▼

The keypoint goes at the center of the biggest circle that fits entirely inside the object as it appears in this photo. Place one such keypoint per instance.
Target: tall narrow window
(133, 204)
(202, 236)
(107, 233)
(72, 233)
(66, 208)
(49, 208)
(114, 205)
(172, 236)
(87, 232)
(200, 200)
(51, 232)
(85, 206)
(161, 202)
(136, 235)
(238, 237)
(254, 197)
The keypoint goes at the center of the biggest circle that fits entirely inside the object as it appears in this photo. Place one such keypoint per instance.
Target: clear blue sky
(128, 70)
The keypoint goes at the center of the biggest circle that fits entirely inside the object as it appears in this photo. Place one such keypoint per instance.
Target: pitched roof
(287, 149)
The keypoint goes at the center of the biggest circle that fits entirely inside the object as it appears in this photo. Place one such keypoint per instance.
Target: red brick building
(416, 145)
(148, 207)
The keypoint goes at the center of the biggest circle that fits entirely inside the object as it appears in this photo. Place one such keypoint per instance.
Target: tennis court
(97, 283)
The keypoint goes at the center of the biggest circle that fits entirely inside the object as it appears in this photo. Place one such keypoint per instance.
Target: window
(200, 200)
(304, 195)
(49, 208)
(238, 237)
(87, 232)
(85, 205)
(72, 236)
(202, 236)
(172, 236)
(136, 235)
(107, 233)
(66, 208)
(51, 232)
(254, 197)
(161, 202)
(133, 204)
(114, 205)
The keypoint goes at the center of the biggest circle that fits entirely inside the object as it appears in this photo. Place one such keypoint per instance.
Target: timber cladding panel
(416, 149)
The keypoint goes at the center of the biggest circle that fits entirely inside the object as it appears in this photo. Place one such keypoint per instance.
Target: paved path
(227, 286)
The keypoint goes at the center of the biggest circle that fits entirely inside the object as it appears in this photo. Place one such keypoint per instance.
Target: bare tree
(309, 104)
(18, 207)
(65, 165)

▲

Task to complete ▸
Pick out each line in the rows above that contains the word "window", and copy every such line in full.

Solved problem ▸
Target: tall narrow window
Target: window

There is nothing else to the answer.